__Exercise instructions__:
Retype the listing below line for line, but only from the line with "the car windshield" down to the line with "Every instance of the team", inclusive. Pictures stay out.

__Data for the task__:

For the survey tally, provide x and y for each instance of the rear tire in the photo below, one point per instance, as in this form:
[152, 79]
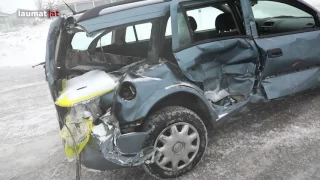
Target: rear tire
[181, 137]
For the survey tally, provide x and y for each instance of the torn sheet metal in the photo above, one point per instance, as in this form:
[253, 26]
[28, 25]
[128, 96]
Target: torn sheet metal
[291, 83]
[110, 141]
[216, 95]
[81, 59]
[227, 64]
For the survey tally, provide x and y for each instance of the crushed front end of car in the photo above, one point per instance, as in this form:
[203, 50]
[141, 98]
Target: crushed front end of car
[84, 99]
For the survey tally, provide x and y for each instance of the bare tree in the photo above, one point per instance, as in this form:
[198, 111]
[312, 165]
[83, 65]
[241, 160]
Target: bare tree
[39, 4]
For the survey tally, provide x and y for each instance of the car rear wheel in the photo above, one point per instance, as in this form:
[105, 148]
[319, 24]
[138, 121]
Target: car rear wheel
[181, 137]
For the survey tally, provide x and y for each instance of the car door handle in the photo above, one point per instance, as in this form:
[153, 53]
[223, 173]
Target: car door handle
[273, 53]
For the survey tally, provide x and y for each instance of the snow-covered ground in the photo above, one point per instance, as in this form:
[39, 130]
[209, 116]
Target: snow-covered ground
[25, 46]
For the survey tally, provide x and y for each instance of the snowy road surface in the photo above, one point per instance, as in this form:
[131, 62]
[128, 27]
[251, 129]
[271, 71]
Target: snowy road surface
[279, 141]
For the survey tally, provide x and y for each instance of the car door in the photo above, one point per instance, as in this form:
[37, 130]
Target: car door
[289, 38]
[224, 64]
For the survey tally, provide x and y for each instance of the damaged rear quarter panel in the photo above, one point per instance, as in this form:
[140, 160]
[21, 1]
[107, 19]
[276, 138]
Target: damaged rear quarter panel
[153, 82]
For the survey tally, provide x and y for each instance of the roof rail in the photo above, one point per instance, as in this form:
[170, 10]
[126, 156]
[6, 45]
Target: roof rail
[94, 12]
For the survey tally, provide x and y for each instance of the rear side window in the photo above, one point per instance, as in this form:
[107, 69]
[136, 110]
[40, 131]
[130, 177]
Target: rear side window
[138, 32]
[81, 41]
[205, 19]
[270, 9]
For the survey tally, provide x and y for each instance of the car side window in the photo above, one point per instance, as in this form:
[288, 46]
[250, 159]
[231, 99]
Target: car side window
[105, 40]
[205, 23]
[276, 17]
[143, 32]
[81, 41]
[204, 18]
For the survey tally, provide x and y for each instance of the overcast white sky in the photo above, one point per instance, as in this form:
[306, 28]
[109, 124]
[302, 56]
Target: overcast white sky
[11, 6]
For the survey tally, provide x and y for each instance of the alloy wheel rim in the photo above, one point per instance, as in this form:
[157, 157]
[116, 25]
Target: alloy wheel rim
[178, 144]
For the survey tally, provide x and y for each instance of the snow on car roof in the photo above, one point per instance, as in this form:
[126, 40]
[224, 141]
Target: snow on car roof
[115, 7]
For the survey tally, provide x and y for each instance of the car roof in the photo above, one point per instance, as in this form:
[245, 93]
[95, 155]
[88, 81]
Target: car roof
[122, 12]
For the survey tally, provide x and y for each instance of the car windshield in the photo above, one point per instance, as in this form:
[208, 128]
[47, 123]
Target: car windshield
[271, 9]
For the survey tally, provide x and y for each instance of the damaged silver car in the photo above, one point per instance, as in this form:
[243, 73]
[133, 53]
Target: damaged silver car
[140, 82]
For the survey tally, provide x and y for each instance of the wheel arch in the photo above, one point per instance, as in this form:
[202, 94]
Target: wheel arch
[183, 96]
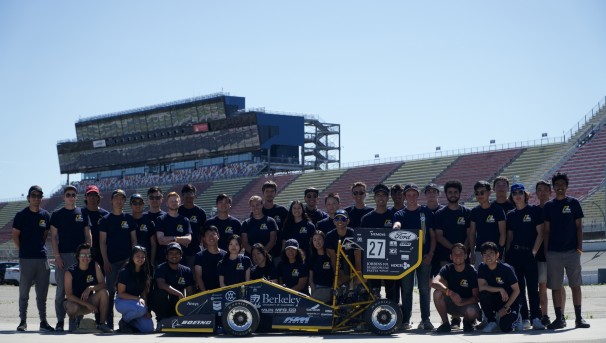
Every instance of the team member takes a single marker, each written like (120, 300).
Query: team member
(227, 225)
(456, 290)
(499, 291)
(30, 230)
(85, 290)
(172, 227)
(92, 199)
(292, 272)
(197, 218)
(69, 228)
(563, 249)
(298, 227)
(134, 282)
(145, 227)
(174, 281)
(359, 208)
(205, 266)
(311, 205)
(487, 222)
(259, 228)
(117, 236)
(524, 237)
(415, 217)
(331, 203)
(234, 267)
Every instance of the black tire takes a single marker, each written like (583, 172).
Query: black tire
(240, 318)
(383, 317)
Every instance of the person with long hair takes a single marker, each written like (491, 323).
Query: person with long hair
(234, 267)
(134, 282)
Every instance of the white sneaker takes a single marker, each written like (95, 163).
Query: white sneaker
(490, 327)
(537, 324)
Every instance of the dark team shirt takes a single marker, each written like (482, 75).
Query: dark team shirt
(502, 276)
(356, 214)
(454, 225)
(172, 226)
(134, 282)
(94, 219)
(461, 283)
(179, 278)
(82, 279)
(210, 272)
(70, 226)
(562, 216)
(32, 227)
(259, 230)
(302, 232)
(289, 274)
(234, 271)
(197, 218)
(227, 228)
(487, 223)
(320, 266)
(420, 218)
(523, 223)
(326, 225)
(118, 241)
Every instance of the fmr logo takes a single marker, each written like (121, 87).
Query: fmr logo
(296, 320)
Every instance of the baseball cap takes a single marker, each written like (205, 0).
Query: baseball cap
(291, 243)
(91, 189)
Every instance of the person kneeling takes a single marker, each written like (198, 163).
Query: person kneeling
(85, 290)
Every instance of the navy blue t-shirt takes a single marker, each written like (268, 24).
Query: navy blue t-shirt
(179, 278)
(70, 226)
(32, 227)
(197, 218)
(234, 271)
(118, 229)
(562, 216)
(210, 270)
(227, 228)
(487, 223)
(461, 283)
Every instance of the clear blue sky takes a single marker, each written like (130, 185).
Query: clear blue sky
(401, 77)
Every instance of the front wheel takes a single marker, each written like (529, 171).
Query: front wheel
(240, 318)
(383, 317)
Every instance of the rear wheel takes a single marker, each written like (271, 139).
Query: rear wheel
(383, 317)
(240, 318)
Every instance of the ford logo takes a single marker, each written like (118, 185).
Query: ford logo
(403, 236)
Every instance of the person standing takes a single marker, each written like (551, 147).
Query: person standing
(30, 230)
(563, 249)
(69, 229)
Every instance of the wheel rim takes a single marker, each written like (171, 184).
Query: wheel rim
(239, 318)
(384, 317)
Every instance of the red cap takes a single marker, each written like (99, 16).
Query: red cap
(91, 189)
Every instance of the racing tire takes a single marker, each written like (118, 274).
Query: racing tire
(240, 318)
(383, 317)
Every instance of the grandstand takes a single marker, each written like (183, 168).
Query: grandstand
(250, 147)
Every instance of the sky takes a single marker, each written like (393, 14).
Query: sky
(401, 77)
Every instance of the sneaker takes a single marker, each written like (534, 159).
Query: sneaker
(425, 325)
(490, 327)
(104, 328)
(443, 328)
(537, 324)
(45, 327)
(455, 323)
(581, 324)
(557, 324)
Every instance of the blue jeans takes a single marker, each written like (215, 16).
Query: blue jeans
(423, 272)
(135, 314)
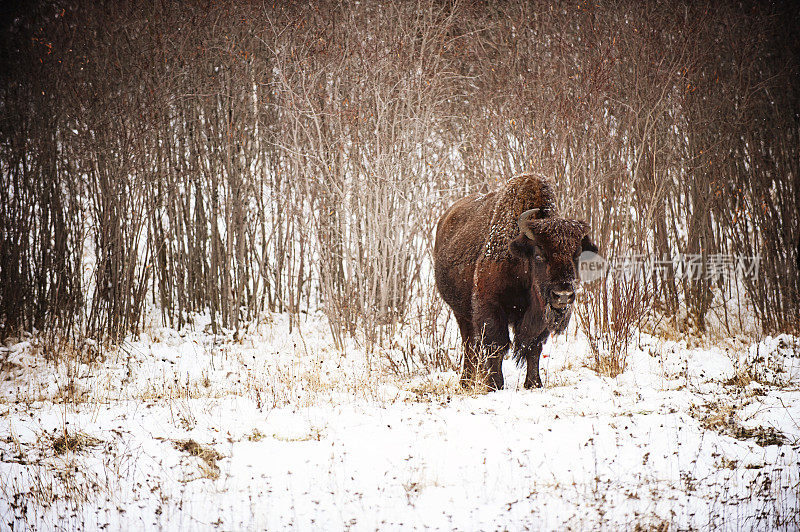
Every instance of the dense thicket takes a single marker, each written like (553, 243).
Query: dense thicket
(239, 157)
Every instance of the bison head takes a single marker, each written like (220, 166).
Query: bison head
(549, 248)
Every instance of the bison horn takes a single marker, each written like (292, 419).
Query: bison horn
(523, 222)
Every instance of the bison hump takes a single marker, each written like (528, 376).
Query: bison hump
(520, 193)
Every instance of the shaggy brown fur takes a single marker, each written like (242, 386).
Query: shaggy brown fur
(493, 276)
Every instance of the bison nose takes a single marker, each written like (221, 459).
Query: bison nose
(562, 298)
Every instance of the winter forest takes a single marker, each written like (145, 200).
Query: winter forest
(217, 296)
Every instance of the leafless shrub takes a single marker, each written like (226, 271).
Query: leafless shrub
(609, 312)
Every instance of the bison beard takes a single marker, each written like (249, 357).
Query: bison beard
(506, 259)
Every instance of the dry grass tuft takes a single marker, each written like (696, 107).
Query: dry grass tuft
(74, 443)
(207, 455)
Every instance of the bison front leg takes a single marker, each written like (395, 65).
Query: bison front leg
(492, 339)
(532, 379)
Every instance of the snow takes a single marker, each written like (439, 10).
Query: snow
(188, 430)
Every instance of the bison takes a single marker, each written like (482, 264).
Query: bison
(503, 259)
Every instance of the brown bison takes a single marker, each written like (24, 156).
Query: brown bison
(507, 259)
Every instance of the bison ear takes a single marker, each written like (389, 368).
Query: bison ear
(521, 246)
(588, 245)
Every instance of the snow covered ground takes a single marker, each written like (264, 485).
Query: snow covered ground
(187, 430)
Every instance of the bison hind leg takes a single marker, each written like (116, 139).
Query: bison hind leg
(468, 373)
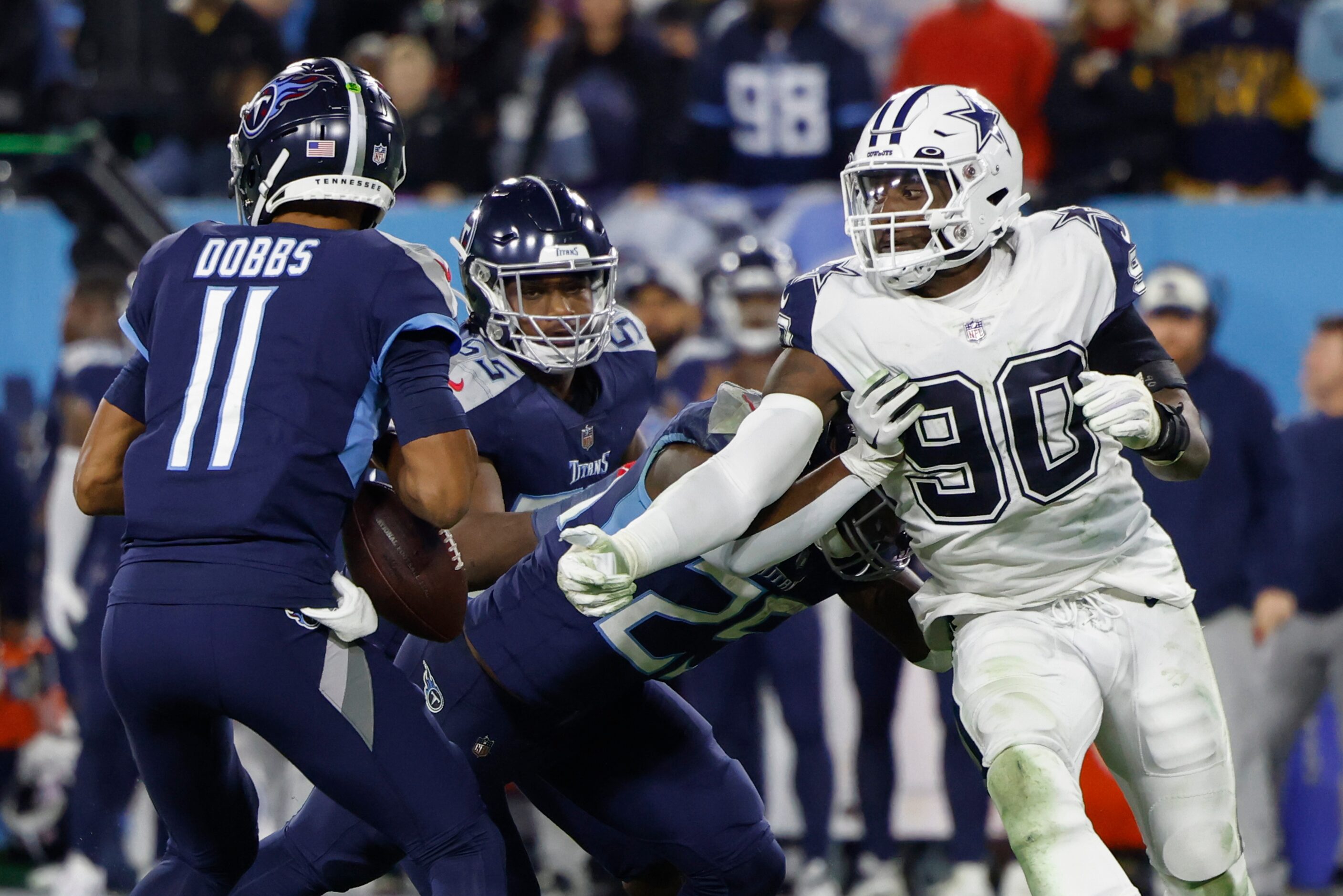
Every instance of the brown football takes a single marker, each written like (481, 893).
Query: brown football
(411, 570)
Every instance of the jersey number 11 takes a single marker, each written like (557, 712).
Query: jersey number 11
(236, 389)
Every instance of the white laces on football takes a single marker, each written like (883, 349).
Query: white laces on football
(1087, 609)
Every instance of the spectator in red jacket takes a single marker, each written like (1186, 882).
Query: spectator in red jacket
(1004, 55)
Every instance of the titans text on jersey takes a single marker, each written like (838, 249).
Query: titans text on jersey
(541, 447)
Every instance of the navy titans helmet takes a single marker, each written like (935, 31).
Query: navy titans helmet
(320, 131)
(749, 266)
(528, 228)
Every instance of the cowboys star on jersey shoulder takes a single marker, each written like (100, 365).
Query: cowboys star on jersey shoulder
(1049, 287)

__Response box__:
For the survey tally, provide x and y for each instance of the car windshield in the photo above, one point per instance, as in this form:
[208, 128]
[47, 123]
Target: car windshield
[271, 9]
For the survey tally, provide x and y for each instance of the damaged silver car in the photo above, one point per instance, as in this form:
[243, 73]
[133, 53]
Target: damaged silver car
[140, 82]
For the survey tally, provide x and y for each instance of the wheel arch in the photo above, one point per instance, as in this form:
[202, 94]
Target: wheel arch
[183, 96]
Every instance of the team member takes a single marker, each written like (120, 300).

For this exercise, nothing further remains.